Reproduce the article on mastitis and breeding word for word, beginning at "Clinical and subclinical" and stopping after "and implantation success¹.".

*** Opening Provided passage ***

Article
Mastitis Control Disease Resistance Traits Genomic Selection Dairy Herd Management

From Udder Health to Genetic Resilience: Integrating Mastitis Control Into Modern Breeding

Mastitis is not merely an episodic disease; it is a structural threat to herd productivity and genetic progress. Subclinical and clinical mastitis reduce milk quality, extend days open and lower conception rates, outcomes that erode the economic and breeding gains a farm expects from selection programs. For veterinarians advising on breeding strategy, combining rigorous udder-health management with deliberate genetic selection provides the fastest route to durable herd resilience. 

How Mastitis Impairs Fertility 

Clinical and subclinical mastitis both undermine reproduction. Large field analyses have documented that cows diagnosed with mastitis experience delayed return to service, lower conception per service, and longer days open compared with healthy herd-mates¹. The biological explanation is inflammation-driven disruption of ovarian function and early embryonic environment: systemic and uterine inflammatory mediators alter follicular physiology and endometrial receptivity, reducing oocyte quality and implantation success¹. 

Genetics as a Tool for Mastitis Resistance 

Genetics offers practical leverage. A recent multi-breed meta-analysis of GWAS data (over 30,000 animals for clinical mastitis and ~120,000 for somatic cell score) identified dozens of robust loci associated with mastitis resistance, including multiple immune-related genes that are biologically plausible targets for selection². Complementary GWAS in national populations have also reported breed-specific markers and shown that somatic cell score (SCS) has moderate repeatability and meaningful heritability in many populations³,⁴. Taken together, these studies confirm that selection for udder-health traits is feasible and can be integrated into breeding indices without waiting decades.

*** Closing Provided passage ***
*** Opening Records provided ***

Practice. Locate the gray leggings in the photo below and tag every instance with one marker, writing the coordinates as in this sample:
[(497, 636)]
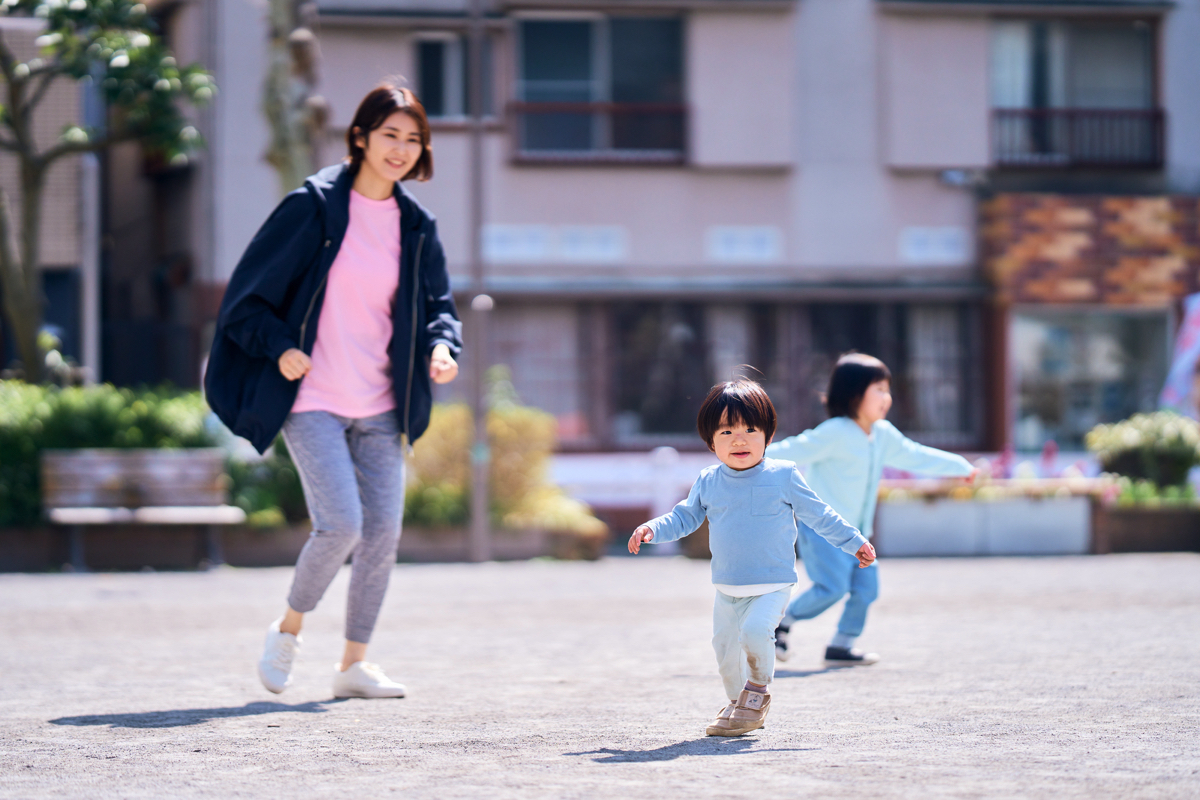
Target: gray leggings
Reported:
[(353, 476)]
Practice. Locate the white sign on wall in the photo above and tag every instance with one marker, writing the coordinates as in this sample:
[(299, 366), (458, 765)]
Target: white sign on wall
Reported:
[(744, 244), (505, 244), (935, 245)]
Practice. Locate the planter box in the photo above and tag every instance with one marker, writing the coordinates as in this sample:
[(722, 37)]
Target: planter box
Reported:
[(419, 545), (1013, 527), (1146, 529)]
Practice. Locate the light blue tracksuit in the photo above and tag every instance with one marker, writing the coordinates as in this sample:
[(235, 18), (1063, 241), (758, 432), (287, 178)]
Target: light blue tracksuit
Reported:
[(844, 467), (751, 530)]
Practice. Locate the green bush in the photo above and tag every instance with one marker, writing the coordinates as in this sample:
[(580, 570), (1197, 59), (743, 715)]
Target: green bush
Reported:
[(34, 419), (1146, 493), (268, 489), (522, 440), (1159, 447)]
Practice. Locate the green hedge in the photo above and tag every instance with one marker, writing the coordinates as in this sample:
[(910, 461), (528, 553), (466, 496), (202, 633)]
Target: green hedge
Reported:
[(1159, 447), (34, 419)]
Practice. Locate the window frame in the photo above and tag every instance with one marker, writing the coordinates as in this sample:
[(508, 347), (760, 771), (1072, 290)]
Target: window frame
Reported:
[(601, 96)]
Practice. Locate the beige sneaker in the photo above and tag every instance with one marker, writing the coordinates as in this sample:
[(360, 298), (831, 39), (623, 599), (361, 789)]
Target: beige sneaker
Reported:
[(736, 719), (364, 679)]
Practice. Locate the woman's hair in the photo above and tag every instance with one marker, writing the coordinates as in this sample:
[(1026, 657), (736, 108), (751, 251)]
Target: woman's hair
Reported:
[(382, 102), (853, 373), (737, 401)]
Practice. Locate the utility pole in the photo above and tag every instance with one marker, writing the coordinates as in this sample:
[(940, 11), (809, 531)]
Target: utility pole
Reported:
[(480, 542)]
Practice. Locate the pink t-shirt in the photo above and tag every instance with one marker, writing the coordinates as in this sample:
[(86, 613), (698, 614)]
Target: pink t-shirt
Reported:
[(351, 372)]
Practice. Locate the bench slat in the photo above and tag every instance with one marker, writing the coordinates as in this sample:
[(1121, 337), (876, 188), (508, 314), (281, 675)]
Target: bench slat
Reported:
[(222, 515)]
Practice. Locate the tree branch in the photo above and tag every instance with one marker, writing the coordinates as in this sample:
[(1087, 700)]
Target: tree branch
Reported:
[(73, 149), (7, 60), (42, 88)]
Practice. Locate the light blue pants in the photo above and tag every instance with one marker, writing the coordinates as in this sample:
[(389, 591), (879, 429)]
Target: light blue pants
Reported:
[(834, 573), (353, 477), (744, 638)]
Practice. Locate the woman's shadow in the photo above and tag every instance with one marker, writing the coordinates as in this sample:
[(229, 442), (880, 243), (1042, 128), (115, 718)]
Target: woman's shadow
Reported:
[(705, 746), (180, 717)]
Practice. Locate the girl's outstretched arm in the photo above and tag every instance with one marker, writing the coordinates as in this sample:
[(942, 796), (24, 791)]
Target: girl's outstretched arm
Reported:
[(808, 447), (901, 452)]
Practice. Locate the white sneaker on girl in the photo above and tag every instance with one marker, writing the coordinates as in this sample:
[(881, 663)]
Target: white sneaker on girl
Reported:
[(279, 655), (364, 679)]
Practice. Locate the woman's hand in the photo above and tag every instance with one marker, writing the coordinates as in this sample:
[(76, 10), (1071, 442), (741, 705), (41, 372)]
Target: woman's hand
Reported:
[(443, 368), (294, 364), (642, 534)]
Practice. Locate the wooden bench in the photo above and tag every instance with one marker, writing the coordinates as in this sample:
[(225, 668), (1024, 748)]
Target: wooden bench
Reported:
[(131, 487)]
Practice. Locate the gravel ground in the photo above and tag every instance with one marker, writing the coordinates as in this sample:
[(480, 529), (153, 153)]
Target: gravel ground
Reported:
[(1001, 678)]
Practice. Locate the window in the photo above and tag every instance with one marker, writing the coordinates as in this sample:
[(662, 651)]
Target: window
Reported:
[(1075, 370), (601, 86), (443, 68), (1075, 92)]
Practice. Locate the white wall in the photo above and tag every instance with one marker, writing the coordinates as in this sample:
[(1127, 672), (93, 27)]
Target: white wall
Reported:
[(741, 89), (245, 187), (1181, 95), (935, 91), (849, 208)]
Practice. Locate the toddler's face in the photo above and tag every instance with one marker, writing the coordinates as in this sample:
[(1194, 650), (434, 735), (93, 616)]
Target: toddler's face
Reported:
[(876, 402), (738, 445)]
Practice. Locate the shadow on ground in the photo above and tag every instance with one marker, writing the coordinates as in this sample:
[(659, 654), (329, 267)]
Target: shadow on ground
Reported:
[(801, 673), (180, 717), (705, 746)]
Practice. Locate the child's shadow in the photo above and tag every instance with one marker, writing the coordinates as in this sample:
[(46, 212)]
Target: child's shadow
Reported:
[(705, 746), (801, 673)]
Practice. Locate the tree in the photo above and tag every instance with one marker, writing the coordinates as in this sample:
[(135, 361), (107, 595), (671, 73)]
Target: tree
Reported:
[(114, 47), (295, 114)]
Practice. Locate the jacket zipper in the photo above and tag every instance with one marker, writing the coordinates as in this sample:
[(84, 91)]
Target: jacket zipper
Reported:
[(304, 325), (412, 340)]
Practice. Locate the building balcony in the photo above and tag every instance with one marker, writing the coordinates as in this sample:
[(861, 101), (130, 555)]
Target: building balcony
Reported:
[(599, 132), (1075, 137)]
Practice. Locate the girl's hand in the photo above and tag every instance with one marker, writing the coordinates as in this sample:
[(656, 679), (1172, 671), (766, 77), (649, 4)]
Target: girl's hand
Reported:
[(294, 364), (642, 534), (443, 368)]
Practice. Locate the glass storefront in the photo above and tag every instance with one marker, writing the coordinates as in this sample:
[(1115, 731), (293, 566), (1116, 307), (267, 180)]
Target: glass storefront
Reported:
[(1078, 368)]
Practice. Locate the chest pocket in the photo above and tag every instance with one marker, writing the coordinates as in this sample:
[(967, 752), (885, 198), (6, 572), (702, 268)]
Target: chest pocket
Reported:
[(767, 501)]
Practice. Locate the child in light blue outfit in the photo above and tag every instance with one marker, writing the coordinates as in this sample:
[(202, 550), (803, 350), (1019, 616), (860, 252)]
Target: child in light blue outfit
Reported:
[(844, 458), (751, 504)]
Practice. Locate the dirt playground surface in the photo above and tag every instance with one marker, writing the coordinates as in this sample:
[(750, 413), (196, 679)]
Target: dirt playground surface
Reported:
[(1001, 678)]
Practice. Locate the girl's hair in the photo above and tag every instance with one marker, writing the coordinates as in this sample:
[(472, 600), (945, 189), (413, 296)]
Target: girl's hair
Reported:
[(737, 401), (382, 102), (853, 373)]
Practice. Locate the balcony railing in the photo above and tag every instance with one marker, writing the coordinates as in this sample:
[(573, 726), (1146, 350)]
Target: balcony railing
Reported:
[(600, 132), (1077, 137)]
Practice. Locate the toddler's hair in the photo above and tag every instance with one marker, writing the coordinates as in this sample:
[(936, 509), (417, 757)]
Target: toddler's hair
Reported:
[(738, 401), (852, 376)]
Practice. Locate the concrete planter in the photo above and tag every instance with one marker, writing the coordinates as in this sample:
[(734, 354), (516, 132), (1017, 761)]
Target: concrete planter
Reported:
[(1146, 529), (421, 546), (1009, 527)]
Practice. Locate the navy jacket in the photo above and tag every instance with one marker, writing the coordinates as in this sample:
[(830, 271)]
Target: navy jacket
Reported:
[(274, 300)]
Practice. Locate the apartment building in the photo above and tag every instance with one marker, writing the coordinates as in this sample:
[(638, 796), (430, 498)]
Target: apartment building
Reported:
[(999, 198)]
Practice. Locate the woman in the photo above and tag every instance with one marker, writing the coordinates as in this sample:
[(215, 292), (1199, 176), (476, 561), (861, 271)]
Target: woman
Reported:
[(335, 323)]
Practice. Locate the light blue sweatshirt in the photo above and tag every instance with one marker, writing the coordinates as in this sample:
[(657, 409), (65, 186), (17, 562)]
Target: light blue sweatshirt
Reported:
[(751, 521), (844, 465)]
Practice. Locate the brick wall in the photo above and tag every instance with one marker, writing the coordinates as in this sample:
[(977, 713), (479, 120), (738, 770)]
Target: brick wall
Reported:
[(1121, 251)]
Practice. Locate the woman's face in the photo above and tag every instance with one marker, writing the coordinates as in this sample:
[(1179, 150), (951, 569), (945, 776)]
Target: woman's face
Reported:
[(876, 403), (393, 149)]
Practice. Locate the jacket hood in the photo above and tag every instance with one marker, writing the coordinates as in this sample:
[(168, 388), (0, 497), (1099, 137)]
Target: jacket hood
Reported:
[(330, 188)]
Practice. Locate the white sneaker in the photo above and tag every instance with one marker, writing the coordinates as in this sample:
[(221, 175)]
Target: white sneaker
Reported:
[(364, 679), (279, 654)]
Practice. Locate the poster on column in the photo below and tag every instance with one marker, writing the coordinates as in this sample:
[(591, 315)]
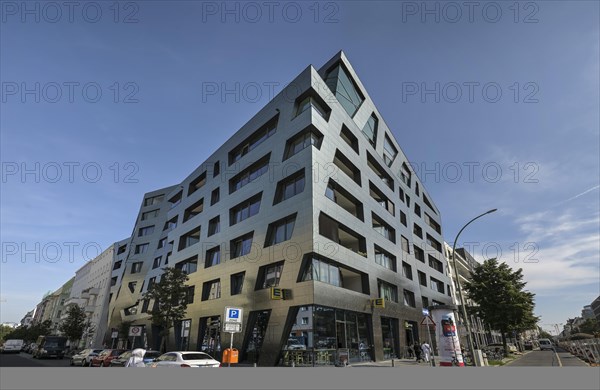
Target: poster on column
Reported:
[(447, 337)]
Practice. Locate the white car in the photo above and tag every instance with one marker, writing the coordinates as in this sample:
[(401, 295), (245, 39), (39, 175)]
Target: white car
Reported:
[(185, 359)]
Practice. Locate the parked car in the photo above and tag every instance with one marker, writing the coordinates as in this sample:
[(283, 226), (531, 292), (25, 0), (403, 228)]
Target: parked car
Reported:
[(104, 358), (185, 359), (83, 358), (121, 360)]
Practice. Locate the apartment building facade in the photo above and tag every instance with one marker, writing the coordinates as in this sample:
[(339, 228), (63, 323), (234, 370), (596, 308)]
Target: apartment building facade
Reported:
[(315, 196)]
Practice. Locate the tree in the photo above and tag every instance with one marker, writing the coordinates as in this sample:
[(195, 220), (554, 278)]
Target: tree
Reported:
[(75, 323), (170, 301), (501, 299)]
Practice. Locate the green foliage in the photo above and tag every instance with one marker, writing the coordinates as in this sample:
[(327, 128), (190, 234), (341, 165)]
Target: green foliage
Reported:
[(501, 299), (75, 323), (170, 297)]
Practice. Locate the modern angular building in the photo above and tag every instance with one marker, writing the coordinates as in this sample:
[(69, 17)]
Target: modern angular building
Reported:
[(314, 196)]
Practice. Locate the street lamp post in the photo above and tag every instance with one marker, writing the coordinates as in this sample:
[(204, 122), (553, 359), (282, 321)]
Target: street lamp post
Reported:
[(462, 301)]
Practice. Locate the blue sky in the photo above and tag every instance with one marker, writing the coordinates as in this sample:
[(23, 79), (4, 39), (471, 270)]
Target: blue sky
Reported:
[(513, 123)]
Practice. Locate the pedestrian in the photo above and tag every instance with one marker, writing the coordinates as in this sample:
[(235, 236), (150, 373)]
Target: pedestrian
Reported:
[(426, 349), (137, 358), (418, 351)]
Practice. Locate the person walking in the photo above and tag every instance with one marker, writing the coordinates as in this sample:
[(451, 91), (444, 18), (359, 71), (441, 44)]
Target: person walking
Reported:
[(426, 349), (137, 358)]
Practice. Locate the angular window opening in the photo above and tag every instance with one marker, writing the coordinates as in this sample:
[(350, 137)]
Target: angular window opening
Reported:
[(213, 257), (341, 234), (344, 199), (305, 138), (197, 183), (389, 151), (269, 275), (387, 291), (322, 269), (281, 230), (383, 228), (380, 171), (193, 210), (370, 130), (290, 186), (211, 290), (344, 164), (380, 198), (245, 210), (214, 226), (250, 174), (344, 88), (385, 259), (190, 238), (188, 266), (241, 246), (250, 143), (349, 138)]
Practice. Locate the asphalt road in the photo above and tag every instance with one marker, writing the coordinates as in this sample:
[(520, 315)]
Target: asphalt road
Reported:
[(25, 360), (547, 359)]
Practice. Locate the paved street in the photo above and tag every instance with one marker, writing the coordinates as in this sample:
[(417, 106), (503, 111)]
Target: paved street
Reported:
[(547, 359), (25, 360)]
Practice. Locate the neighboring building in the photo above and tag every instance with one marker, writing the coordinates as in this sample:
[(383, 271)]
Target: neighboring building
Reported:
[(315, 196), (482, 333)]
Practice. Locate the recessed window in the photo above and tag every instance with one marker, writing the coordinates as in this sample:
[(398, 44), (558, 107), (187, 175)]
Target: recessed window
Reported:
[(245, 210), (188, 266), (409, 298), (145, 231), (197, 183), (215, 196), (385, 259), (383, 228), (370, 130), (190, 238), (237, 283), (213, 257), (249, 174), (281, 230), (214, 226), (193, 210), (153, 200), (406, 270), (136, 267), (290, 186), (389, 151), (345, 89), (250, 143), (241, 246), (305, 138), (269, 275), (387, 291), (380, 171), (344, 199), (344, 164), (149, 214), (211, 290), (404, 244), (142, 248), (417, 231), (349, 137)]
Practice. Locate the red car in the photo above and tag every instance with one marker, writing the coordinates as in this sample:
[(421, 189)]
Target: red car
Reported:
[(104, 358)]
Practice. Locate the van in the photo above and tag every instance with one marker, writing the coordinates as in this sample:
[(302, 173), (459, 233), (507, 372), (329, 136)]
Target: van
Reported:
[(545, 344), (50, 346), (13, 346)]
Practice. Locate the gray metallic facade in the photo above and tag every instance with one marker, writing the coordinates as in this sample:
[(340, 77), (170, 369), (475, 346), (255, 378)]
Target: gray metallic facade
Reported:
[(315, 196)]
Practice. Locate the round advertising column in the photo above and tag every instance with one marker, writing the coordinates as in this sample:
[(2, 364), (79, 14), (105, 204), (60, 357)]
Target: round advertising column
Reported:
[(446, 336)]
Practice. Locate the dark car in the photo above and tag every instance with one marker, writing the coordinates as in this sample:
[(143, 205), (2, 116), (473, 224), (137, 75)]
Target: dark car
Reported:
[(121, 360), (105, 357)]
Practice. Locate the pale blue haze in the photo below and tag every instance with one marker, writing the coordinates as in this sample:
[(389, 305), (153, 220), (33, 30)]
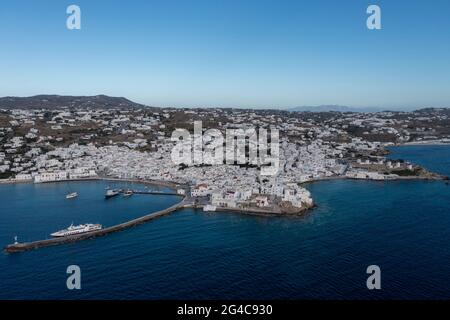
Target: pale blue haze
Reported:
[(402, 226), (248, 53)]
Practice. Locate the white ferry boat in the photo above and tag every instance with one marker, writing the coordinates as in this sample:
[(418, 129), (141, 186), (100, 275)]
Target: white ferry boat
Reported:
[(72, 195), (111, 193), (72, 230), (209, 207)]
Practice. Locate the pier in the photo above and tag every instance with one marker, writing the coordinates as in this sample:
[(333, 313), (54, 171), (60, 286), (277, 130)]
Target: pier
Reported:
[(19, 247)]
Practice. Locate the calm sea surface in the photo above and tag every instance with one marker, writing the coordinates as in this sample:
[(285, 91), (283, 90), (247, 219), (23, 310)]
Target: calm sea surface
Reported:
[(404, 227)]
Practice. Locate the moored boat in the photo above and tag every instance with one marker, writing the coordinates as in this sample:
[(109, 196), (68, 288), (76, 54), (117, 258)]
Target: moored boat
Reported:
[(111, 193), (80, 229), (71, 195)]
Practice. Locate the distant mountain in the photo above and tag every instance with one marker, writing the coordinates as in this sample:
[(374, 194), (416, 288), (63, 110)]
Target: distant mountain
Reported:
[(56, 101), (337, 108)]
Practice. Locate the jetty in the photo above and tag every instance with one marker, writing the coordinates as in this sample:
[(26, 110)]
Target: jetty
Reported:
[(19, 247)]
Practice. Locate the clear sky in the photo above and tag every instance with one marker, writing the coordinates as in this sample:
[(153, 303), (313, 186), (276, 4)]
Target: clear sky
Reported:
[(241, 53)]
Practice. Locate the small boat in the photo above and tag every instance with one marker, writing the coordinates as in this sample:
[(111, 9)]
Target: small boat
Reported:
[(128, 193), (72, 230), (71, 195), (111, 193)]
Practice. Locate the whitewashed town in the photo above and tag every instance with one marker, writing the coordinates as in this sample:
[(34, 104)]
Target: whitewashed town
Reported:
[(87, 139)]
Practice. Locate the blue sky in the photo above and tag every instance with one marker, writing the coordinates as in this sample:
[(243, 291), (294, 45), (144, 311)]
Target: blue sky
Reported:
[(246, 53)]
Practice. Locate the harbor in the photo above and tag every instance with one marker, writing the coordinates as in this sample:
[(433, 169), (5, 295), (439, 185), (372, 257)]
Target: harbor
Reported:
[(19, 247)]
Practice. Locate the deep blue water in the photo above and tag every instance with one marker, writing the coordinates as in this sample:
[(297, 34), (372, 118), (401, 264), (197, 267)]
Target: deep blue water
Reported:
[(404, 227)]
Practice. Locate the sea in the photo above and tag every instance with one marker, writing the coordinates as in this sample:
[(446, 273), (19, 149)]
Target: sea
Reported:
[(403, 227)]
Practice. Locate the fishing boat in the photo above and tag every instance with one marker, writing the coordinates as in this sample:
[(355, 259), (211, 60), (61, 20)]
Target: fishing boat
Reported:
[(71, 195), (111, 193)]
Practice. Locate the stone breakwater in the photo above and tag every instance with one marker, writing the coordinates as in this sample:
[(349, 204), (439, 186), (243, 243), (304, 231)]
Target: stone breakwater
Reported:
[(18, 247)]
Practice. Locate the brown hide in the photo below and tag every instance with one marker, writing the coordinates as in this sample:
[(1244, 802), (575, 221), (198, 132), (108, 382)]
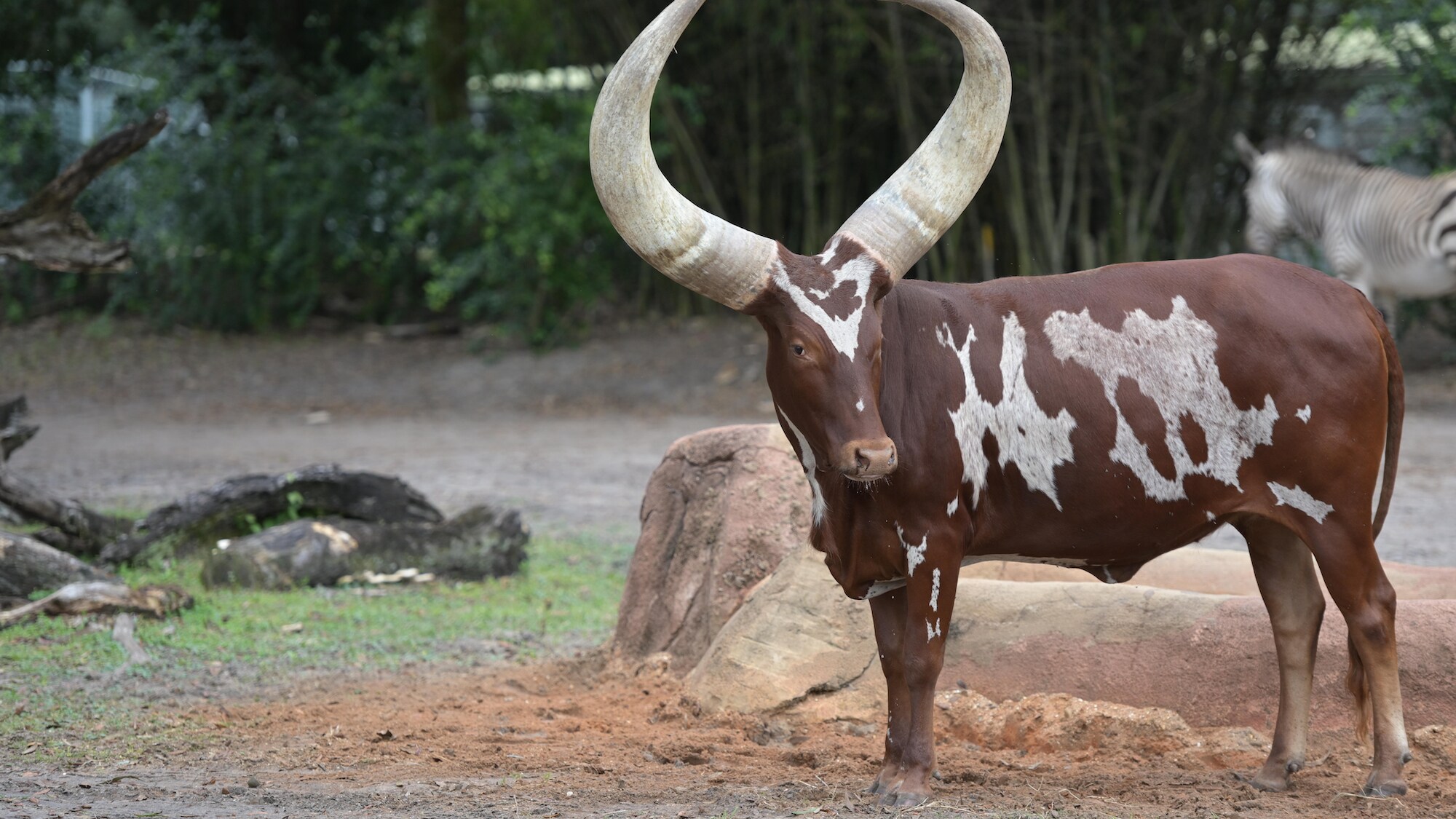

*** Closing Records provided ***

» Finished task:
Clinical and subclinical mastitis both undermine reproduction. Large field analyses have documented that cows diagnosed with mastitis experience delayed return to service, lower conception per service, and longer days open compared with healthy herd-mates¹. The biological explanation is inflammation-driven disruption of ovarian function and early embryonic environment: systemic and uterine inflammatory mediators alter follicular physiology and endometrial receptivity, reducing oocyte quality and implantation success¹.